引用文:
^^^^^^^^

女性は、警察の取り調べに同調する形で供述調書を作成され、在宅で書類送検された。「略式の予定」と言われた女性は、その意味を理解できず、弁護士に相談した。なぜ自分が罰金を払うのかということで略式の同意を取り消すと、検察は在宅起訴し、東京地裁で罰金10万円の1審判決が出た。女性被告は主張が通らなかったことから控訴し、高裁で争ったという経緯だ。
警察側の言い分は、2年間、男性を自宅に住まわせていたことが「ほう助」に当たるということだった。オーバーステイが切れる時に「帰らないで」とか「一緒にいて」などと女性が積極的に話したわけではなく、普通に暮らしていた。女性には「ほう助」という意識は全くなかった。
外国人同士で在留資格のある者とない者が同居している場合、オーバーステイの者が捕まっても、在留資格がある方は罪に問われないのが通常である。日本人も同じで、同居していた外国人女性がオーバーステイしたからといって、日本人男性がほう助にはならない。ところが今回は、それをほう助とした。
私は神奈川県警に在職中、国際捜査課にいたので、同居した者をほう助で捕まえたことはあったが、それはあくまでも薬物事案だとか、今後、突き上げ捜査が必要な場合だった。その背後にある犯罪を摘発するなどの目的がある場合は、同居している者を(とりあえず)共犯で逮捕することは捜査手法の一つとしてある。だが、同居しているというだけで起訴して罰金を取るということはまず考えられない。そこから私はこの裁判に興味を持ち、注視してきた。

^^^^^^^^

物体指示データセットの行
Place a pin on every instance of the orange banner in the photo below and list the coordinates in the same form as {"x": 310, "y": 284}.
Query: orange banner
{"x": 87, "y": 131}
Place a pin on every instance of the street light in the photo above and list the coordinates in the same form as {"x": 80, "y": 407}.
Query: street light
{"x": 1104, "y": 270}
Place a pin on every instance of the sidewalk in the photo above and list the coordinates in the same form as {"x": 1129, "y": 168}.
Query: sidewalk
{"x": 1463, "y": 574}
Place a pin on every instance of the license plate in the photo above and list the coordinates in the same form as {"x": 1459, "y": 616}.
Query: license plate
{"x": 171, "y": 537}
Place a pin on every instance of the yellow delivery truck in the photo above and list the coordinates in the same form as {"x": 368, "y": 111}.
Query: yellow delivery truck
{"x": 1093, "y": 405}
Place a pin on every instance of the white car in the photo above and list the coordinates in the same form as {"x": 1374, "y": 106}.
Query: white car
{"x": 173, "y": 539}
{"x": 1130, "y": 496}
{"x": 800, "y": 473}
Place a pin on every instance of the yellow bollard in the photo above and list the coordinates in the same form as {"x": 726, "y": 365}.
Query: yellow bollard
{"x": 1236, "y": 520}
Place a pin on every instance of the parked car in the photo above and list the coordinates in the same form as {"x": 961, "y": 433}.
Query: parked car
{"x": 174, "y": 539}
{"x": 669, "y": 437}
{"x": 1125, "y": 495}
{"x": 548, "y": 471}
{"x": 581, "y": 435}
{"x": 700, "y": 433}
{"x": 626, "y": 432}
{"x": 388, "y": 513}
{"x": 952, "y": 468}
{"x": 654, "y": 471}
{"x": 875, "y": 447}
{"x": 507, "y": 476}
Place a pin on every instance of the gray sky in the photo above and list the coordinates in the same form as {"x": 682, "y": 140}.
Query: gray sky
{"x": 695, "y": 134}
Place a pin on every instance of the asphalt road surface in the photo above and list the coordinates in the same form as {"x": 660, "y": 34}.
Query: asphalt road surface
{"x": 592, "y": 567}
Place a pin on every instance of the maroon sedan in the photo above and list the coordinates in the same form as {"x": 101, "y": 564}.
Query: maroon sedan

^^^^^^^^

練習問題:
1 – 引用文でかぎかっこ「」に入っている語句を、重複を除いてすべて挙げよ。
2 – 書類送検された女性の裁判を扱った引用文を、最後の文の後から続けよ。
データは使わなくてよい。

解答:
1 – 略式の予定、ほう助、帰らないで、一緒にいて

2 –
本件裁判の主任弁護人の倉地智広氏(東京第一弁護士会)は私の取材に対して「同居していただけでは罪に問われないと、裁判所が明確にしたことには意義がある」と話している。起訴されると、99・9%は有罪と言われている中で、逆転無罪は非常にレアなケース。まだ最高裁が残っているので、最終的な結果は分からないが、2審の判決は意義がある。
この韓国人男性は執行猶予となり強制退去処分になった。最低5年間は再来日できないといわれているが、5年後に来日しても入管で入国拒否が予想される。同居女性が無罪になっても、男性が強制退去になることには変わりないが、この無罪判決の意義は同居女性に罰金による「前科」が付かないことにある。
最高でも10万円の在宅罰金。起訴されたからといって収監されるわけでもなく、黙っていれば、周囲にも分からないので、費用の掛かる裁判を起こさない者が多い。だが、罰金という形でそれは前科になる。今回、同居相手に「罰金=前科」が付かないという判例ができれば意義がある。これから、外国人を日本に呼ぼうという時代。無罪判決は、法の濫用に対しても、警鐘を鳴らした。